LE PROBLÈME
Rédigez la suite de la notice biographique sur William Wallace Turnbull, en reprenant après sa dernière phrase.

TURNBULL, WILLIAM WALLACE, homme d’affaires et philanthrope, né le 23 mai 1828 à Bear River, Nouvelle-Écosse ; le 13 juin 1854, il épousa à Maugerville, Nouveau-Brunswick, Julia Caroline Hatheway, sœur de George Luther Hatheway*, et ils eurent deux fils et trois filles ; décédé le 26 juin 1899 à Saint-Jean, Nouveau-Brunswick.

William Wallace Turnbull était le deuxième fils de William Baxter Turnbull, dont les grands-parents avaient émigré d’Édimbourg, et de Relief Ann Tucker, descendante de loyalistes. En 1846, il s’établit à Saint-Jean, où W. D. W. Hubbard, commissaire-priseur, lui offrit un emploi de commis. Moins de deux ans après, il devint teneur de livres pour la firme G. and J. Salter.

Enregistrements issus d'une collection

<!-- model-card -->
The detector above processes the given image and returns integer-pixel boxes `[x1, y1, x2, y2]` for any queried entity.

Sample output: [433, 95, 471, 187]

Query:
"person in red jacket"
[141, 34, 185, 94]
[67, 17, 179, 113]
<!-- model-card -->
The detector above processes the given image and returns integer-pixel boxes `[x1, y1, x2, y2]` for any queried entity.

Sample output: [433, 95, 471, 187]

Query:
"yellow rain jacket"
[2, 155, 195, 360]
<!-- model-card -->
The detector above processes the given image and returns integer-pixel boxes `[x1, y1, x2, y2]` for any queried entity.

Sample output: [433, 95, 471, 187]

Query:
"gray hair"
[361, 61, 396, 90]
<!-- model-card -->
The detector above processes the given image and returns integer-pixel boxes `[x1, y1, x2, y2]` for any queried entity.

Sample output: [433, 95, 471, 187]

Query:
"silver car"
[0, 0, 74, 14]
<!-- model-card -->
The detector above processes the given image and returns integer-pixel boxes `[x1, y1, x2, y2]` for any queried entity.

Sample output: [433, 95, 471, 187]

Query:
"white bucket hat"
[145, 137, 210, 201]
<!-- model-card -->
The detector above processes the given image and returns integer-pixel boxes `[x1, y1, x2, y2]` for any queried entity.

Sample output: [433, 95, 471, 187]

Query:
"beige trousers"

...

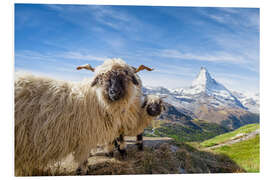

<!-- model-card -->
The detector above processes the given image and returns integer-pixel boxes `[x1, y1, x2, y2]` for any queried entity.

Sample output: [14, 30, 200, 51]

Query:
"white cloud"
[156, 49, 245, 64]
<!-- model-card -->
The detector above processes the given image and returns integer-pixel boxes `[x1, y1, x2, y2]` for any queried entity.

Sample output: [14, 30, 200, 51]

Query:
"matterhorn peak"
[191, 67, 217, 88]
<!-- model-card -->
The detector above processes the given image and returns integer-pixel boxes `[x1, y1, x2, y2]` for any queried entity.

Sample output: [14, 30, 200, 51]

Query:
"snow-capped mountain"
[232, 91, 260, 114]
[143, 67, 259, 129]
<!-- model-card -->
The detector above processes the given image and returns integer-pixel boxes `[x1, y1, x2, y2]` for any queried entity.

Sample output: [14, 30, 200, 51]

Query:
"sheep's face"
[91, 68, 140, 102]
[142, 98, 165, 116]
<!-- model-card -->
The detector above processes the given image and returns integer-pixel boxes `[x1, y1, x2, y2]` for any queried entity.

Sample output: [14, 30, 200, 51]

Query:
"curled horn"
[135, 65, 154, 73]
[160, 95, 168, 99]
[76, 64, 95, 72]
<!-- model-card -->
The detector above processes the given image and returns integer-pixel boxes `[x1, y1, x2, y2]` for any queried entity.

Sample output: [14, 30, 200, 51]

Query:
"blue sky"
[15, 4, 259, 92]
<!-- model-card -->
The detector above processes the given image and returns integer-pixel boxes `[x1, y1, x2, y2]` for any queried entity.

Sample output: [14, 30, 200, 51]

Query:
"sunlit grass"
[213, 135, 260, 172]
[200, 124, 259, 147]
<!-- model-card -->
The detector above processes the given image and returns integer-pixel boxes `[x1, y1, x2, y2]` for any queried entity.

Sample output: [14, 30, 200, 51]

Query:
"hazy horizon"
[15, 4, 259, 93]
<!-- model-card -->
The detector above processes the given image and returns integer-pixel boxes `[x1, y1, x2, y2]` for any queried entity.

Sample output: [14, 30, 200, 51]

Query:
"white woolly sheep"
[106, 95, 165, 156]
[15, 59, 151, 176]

--

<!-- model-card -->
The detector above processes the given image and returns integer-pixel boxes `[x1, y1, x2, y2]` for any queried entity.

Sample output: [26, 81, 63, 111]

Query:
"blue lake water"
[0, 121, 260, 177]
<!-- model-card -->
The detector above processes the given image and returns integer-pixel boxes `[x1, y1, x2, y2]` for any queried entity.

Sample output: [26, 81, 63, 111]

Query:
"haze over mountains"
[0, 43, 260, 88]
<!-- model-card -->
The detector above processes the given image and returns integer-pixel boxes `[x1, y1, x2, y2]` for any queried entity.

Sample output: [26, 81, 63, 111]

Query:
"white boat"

RÉPONSE À L'EXERCICE
En 1851, Turnbull lança sa propre affaire d’épicerie et d’alimentation en gros ; quelques années plus tard, il entreprit l’exploitation commerciale de navires et le transport de marchandises. Décrit dans une notice nécrologique comme « le marchand le plus prospère » de Saint-Jean, il avait fondé la Turnbull and Company avec seulement 200 $ en poche ; en outre, probablement à cause d’« un bon nombre de mauvaises créances et d’entreprises hasardeuses » au début de sa carrière, il s’écoula de nombreuses années avant qu’il ne s’attire les éloges du milieu des affaires. Après le grand incendie de 1877, qui détruisit ses installations du quai South Market, Turnbull établit son entreprise rue Ward et s’associa à Joseph Flewelling Merritt. Six ans plus tard, Gabriel Wetmore Merritt se joignit à eux. Turnbull s’occupait activement du Board of Trade de Saint-Jean, dont il fut membre du conseil d’administration de 1867 à 1872 et de 1886 à 1887.

À titre d’homme d’affaires dans une ville des Maritimes en pleine période de fluctuation économique, Turnbull était bien au fait des changements que la Confédération entraînait. Il s’opposait fortement à la Politique nationale [V. Sir Samuel Leonard Tilley] et affirmait qu’elle arrachait d’« importantes sommes en taxes des poches des gens, sans [...] leur [donner...] aucun avantage compensatoire ». Il était en faveur du libre-échange, car il considérait cette pratique comme « parfaitement saine en principe » et capable d’agir pour « le plus grand bien du plus grand nombre » de ses concitoyens. Même s’il ne prit pas une part active à la vie politique, Turnbull était libéral, ce qui n’a peut-être rien de surprenant.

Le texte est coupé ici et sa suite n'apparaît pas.